§ Selected extract:
####

# 26in mountain bike tyre recommendations



## Black Sheep (7 Mar 2021)

I'm after some suggestions on what tyres to go for, the choice is just so overwhelming! 

I used to run high rollers which were great, but I can't justify spending £50 on a tyre. 

I'm mainly riding XC these days on a mix of old railway line, road, cobbles, wet cobbles, wet and muddy cobbles and muddy peat and poor condition wet muddy cobbles down a big hill!

anything that's good for an all-rounder without breaking the bank?


----------



## Cycleops (7 Mar 2021)

Unless you need the extra grip in muddy conditions Schwalbe Marathons cover most bases. Was going to suggest Nobby Nics but almost as expensive as High Rollers.
Decathlon have some good budget options but maybe not too puncture resistant.


----------



## Grant Fondo (7 Mar 2021)

Been using Conti Race Kings for a few years now, excellent all rounders.

View: https://www.amazon.co.uk/Continental-Unisexs-Race-Performance-Black/dp/B01LYQ8ZNW/ref=asc_df_B01LYQ8ZNW/?tag=googshopuk-21&linkCode=df0&hvadid=218021435899&hvpos=&hvnetw=g&hvrand=1054032797214852258&hvpone=&hvptwo=&hvqmt=&hvdev=m&hvdvcmdl=&hvlocint=&hvlocphy=9046493&hvtargid=pla-349014620864&psc=1#


----------



## Rickshaw Phil (7 Mar 2021)

####

§ Supplied material:
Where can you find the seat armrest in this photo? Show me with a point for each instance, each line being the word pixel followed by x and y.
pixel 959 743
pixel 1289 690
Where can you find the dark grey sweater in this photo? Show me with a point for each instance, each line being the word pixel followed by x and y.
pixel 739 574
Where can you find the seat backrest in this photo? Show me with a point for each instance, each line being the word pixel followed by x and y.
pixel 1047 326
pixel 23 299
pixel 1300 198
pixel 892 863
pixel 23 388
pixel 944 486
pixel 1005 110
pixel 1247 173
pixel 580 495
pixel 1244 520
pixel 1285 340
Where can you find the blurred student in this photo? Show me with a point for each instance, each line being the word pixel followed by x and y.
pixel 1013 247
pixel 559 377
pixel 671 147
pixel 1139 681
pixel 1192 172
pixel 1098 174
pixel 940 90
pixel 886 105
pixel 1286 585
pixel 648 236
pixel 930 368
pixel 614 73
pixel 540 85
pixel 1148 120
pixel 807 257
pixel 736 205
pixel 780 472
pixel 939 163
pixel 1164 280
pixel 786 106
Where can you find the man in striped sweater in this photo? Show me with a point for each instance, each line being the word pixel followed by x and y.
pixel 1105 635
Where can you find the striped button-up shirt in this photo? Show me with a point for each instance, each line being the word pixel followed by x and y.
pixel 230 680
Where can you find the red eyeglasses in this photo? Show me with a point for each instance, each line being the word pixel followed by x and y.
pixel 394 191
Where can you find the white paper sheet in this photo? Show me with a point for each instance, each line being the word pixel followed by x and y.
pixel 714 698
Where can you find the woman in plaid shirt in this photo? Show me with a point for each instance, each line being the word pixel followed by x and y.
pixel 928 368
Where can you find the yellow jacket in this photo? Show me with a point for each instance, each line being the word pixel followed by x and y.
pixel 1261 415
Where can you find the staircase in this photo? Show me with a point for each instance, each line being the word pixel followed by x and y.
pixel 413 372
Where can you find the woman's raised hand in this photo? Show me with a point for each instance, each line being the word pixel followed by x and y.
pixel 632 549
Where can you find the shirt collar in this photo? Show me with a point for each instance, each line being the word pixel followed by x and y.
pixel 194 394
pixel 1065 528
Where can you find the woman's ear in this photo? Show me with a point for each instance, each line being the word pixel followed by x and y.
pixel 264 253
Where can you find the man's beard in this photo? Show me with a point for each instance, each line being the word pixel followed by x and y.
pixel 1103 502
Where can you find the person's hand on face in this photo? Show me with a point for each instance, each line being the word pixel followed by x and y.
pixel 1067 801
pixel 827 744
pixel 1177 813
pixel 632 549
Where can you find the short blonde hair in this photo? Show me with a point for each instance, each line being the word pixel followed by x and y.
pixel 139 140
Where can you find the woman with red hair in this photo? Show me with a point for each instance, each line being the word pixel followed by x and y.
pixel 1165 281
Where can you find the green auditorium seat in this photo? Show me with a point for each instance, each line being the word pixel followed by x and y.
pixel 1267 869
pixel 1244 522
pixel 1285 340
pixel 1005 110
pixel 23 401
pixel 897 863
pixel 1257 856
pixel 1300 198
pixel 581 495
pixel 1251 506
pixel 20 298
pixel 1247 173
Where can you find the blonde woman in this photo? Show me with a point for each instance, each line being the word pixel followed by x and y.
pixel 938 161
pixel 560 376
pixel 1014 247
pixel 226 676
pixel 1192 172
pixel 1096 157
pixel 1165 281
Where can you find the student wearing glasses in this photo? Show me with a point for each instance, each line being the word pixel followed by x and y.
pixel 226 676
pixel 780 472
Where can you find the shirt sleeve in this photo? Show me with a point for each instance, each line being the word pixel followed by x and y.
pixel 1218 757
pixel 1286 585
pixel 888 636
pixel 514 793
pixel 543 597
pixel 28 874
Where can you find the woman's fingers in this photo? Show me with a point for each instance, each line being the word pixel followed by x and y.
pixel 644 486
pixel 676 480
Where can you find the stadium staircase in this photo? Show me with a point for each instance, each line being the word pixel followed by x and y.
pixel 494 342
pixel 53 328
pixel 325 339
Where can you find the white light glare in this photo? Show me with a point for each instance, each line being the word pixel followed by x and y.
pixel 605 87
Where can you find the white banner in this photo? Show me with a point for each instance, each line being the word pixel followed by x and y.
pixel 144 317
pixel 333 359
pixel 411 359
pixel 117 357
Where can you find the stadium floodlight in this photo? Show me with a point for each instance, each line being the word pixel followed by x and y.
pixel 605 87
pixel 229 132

####

§ Challenge: Reproduce the tyre thread from "I'm after some" up to and including "spending £50 on a tyre.", renaming "suggestions" as "recommendations". The material above is separate from the tyre thread.

§ Result of the task:
I'm after some recommendations on what tyres to go for, the choice is just so overwhelming! 

I used to run high rollers which were great, but I can't justify spending £50 on a tyre.